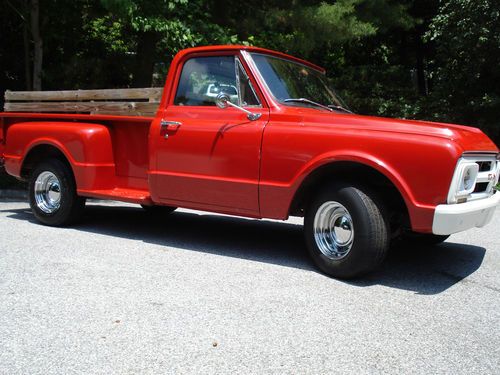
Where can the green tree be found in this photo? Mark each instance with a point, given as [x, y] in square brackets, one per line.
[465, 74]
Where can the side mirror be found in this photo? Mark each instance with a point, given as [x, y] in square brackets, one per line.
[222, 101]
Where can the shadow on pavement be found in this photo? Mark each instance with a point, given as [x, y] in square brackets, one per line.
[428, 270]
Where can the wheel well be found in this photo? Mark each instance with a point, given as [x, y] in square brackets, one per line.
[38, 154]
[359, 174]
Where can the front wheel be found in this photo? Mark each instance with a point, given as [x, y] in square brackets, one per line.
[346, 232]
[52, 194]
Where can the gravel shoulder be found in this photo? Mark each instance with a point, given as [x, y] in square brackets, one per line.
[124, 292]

****

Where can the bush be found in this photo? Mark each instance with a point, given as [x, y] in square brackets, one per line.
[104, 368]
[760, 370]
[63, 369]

****

■ WHAT THE TASK ASKS: Gather every line of the data above that contains the word "point", and copy each one in full.

■ ANSWER TO THIS PROBLEM:
Where can the green tree be found in this photo? Mark each instance with a point, given as [x, y] in square brackets, one per line.
Where can the side mirror be found in this photo? Mark each instance with a point, given as [x, y] in square brackets, one per line.
Where can the shadow on pavement be found in this photo? Mark each instance with a point, given as [x, y] in square brackets, one per line.
Where can the wheel well be found in this photo? Mark each instance with a point, given as [x, y] in square brackets, one per line.
Where can the front wheel be found in this photo? Mark each instance with a point, given as [x, y] in square brackets, one per line.
Where can the gravel shoulder be found in this photo? Mark each instance with a point, given as [x, y] in square brackets, one per line.
Where can the bush be found in this photo? Mark each instance with a point, given as [x, y] in square brackets, one per line.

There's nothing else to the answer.